This is from our weekly Cowichan newsletter. You can sign up for it right here

Everywhere I look, people in the Cowichan Valley are coming together to get stuff done and make our community a better place. This week, let’s celebrate a few of them.

Over the past week, the Stand Up Cowichan community of volunteers led by Sarah Ward raised more than $1,000 to buy two pallets of food for local food banks for the annual event Stuff the Truck and started an account at Island Return It in Duncan to collect donations for families in need. Go Sarah and all of the volunteers who made this happen! 🙌

On Friday, the Cowichan Women Against Violence Society will host a work party to get the newly approved winter women’s shelter into shape before the expected opening on Dec. 20. After the overwhelming show of public support at last week’s North Cowichan council meeting, I expect no less than an army of volunteers to show up and make sure the place is warm and cozy.

On Saturday, a self-organized group of volunteers will clean up the banks of the Cowichan River between the Silver Bridge and the Allenby Bridge in Duncan. This is at least the third impromptu clean-up effort in the last few months, as the downtown community responds to illegal dumping as well as a crisis of homelessness and addiction.

And on Wednesday next week, a loose coalition of groups and individuals will appear before North Cowichan council to ask for a pause on logging in the municipal forests of Mount Prevost, Mount Sicker, Mount Tzouhalem, Mount Richards and Maple Mountain until a public consultation takes place on the future of those lands. The municipality actually owns these trees, which is a pretty amazing and unique situation. North Cowichan has a mandate to manage the forest to the benefit of its residents, so good on these residents for demanding a say! How do you think this land should be used? Reply to this email and let me know.

§ §

* **PROBLEMS AND TASKS**
a: Summarize the Cowichan Valley newsletter piece in two sentences.
b: Carry the Cowichan Valley newsletter piece forward from its final sentence.
The data that comes next has no connection to the Cowichan Valley newsletter piece.

* **DATASET CONTENT**
§ §

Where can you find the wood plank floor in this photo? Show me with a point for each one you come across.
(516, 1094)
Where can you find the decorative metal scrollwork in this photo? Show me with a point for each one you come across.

§ §

* **SOLVED PROBLEMS**
a: People across the Cowichan Valley are working together to improve their community: Stand Up Cowichan volunteers raised more than $1,000 for food banks, a Friday work party will prepare a new winter women's shelter, and volunteers will clean up the Cowichan River banks in Duncan on Saturday. Next Wednesday, a coalition of groups and individuals will ask North Cowichan council to pause logging in the municipal forests until a public consultation takes place on the future of those lands.

b:
Let’s gather

Dec. 15: 🎄 Duncan United Church will host a live reading of Charles Dickens’ A Christmas Carol. Christmas ghosts are welcome to attend in spirit.

Dec. 15: 🍺 Cowichan Valley Green Drinks, a networking group for people with environmental inclinations, will host a holiday gathering at Small Block Brewery.

Dec. 16: 🎉 The HUB at Cowichan Station, a community arts and recreation centre, will officially welcome the public into its upstairs community space, after extensive renovations.

Meet a local developer

David Messier stands among the float homes at Maple Bay Marina.

Last week I published a story about how Cowichan community groups got exactly what they asked for after pushing North Cowichan council for more input on development projects close to home. The proposed new rules will affect how developments get approved, so I set out to talk to a local developer with insights on the bylaw.

Meet David Messier, a local developer and a community leader. He owns and operates the Maple Bay Marina and is the vice president of the Maple Bay Community Association. North Cowichan consulted him and other developers on new rules it plans to put in place that will require more communication between developers and interested neighbours early on in the application process.

It’s a worthwhile effort to encourage better and more effective communication between two groups of people who at times find themselves at odds, David says. But the effectiveness of the rules will ultimately depend on the willingness of developers, neighbours and the municipality to really listen to each other and work together. “That’s when you’re going to see really cool stuff happen,” he says.

David’s been on his neighbours’ good side and their bad side with changes he’s proposed in and around the marina. Better communication can ease some of the conflict, but ultimately it’s impossible to make everyone happy, he says. Putting in a sewage treatment plant to serve the float home community was a popular move—except among some long-term float home residents who saw their service costs go up and their neighbourhood gentrify, ultimately pushing some out from what had been a very affordable living situation.

“We’re talking about people’s lives and how they feel about where they live,” David says. “It’s complicated.”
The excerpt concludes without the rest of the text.